[Given information Boundary: Start]

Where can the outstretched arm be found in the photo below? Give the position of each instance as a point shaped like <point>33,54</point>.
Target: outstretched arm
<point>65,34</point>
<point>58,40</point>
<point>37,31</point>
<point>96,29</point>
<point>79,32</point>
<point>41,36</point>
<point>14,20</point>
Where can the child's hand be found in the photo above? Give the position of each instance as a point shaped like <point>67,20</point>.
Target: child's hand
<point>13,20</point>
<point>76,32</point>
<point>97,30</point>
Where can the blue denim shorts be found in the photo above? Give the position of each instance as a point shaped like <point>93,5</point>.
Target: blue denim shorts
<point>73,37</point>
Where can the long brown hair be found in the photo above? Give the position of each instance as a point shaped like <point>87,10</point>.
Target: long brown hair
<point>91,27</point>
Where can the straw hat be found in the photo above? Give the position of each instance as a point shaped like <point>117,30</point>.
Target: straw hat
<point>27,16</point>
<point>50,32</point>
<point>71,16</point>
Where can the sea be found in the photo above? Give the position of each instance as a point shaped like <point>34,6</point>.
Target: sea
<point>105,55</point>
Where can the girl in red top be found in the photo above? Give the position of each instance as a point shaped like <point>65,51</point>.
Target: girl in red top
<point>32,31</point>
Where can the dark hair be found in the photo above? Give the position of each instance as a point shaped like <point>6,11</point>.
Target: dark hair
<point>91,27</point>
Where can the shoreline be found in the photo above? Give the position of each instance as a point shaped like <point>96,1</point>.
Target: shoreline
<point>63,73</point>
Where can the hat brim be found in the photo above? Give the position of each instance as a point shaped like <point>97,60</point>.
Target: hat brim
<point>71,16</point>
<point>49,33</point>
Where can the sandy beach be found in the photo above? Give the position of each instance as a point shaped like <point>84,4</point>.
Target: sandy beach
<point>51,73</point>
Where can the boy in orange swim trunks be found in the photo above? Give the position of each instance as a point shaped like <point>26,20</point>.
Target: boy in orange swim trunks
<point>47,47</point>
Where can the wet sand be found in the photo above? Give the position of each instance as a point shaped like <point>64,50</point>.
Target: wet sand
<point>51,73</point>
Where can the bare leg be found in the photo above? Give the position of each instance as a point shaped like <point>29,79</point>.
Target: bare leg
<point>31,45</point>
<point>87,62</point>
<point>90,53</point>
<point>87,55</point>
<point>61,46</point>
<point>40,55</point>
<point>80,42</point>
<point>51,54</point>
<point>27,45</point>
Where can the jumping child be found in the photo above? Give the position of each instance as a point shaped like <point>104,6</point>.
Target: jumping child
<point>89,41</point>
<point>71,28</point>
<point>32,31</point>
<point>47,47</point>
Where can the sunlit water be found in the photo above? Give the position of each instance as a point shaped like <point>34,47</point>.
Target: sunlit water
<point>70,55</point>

[Given information Boundary: End]

Exercise description: Transcribe the listing above exactly, including every line.

Answer below:
Where can the outstretched arm be found in the photo below? Give the position of each instance as a point shaped like <point>33,54</point>.
Target: outstretched arm
<point>65,34</point>
<point>58,40</point>
<point>37,31</point>
<point>96,29</point>
<point>79,32</point>
<point>41,36</point>
<point>14,20</point>
Where can the child's hand be found in the photo above? Give the position of each instance as a point shaped like <point>67,20</point>.
Target: child's hand
<point>13,20</point>
<point>76,32</point>
<point>97,30</point>
Where can the blue denim shorts be found in the photo above? Give the position of each instance as a point shaped like <point>93,5</point>.
Target: blue denim shorts
<point>73,37</point>
Where can the long brown hair be found in the photo above? Give the position of each instance as a point shaped like <point>87,10</point>.
Target: long brown hair
<point>91,27</point>
Where can the straw hat be found in the photo above? Give the position of each instance as a point shaped like <point>117,30</point>.
Target: straw hat
<point>27,16</point>
<point>50,32</point>
<point>71,16</point>
Where can the sea be found in the photo above? Give the position of each instance as a point shaped like <point>34,6</point>.
Target: sea
<point>105,55</point>
Where can the girl in red top be found in the photo above? Give the position of each instance as a point shaped like <point>65,51</point>.
Target: girl in red top
<point>32,31</point>
Where can the dark hair be found in the photo above? Give the position of each instance as a point shaped like <point>6,11</point>.
Target: dark hair
<point>91,27</point>
Where can the shoreline be found in the photo above? Give the position of each instance as a point shaped like <point>96,1</point>.
Target: shoreline
<point>63,73</point>
Where can the hat brim be found in the photo above? Give the position of each instance as a point shaped like <point>97,60</point>.
Target: hat brim
<point>71,16</point>
<point>49,33</point>
Where can the sandy beach be found in the photo above? Give the position of each instance as a point shaped like <point>84,4</point>.
Target: sandy beach
<point>51,73</point>
Where can the boy in orange swim trunks be found in the photo above? Give the position of each instance as a point shaped like <point>26,20</point>.
Target: boy in orange swim trunks
<point>47,47</point>
Where can the wet sand be found in the photo above? Give the position of each instance as a point shaped like <point>64,50</point>.
Target: wet sand
<point>51,73</point>
Where can the bare leg be found in the photo above? Give the position of each instance as a point shaped like <point>29,79</point>.
Target: bare leg
<point>31,45</point>
<point>87,62</point>
<point>90,53</point>
<point>87,55</point>
<point>61,46</point>
<point>40,55</point>
<point>80,42</point>
<point>51,54</point>
<point>27,45</point>
Where can the jumping child be found in the photo above? Give the position of each instance as a point shaped like <point>104,6</point>.
Target: jumping child
<point>89,41</point>
<point>71,28</point>
<point>32,31</point>
<point>47,47</point>
Where can the sunlit water be found in the photo above? Give the position of each instance as a point shaped like <point>34,47</point>.
Target: sunlit water
<point>70,55</point>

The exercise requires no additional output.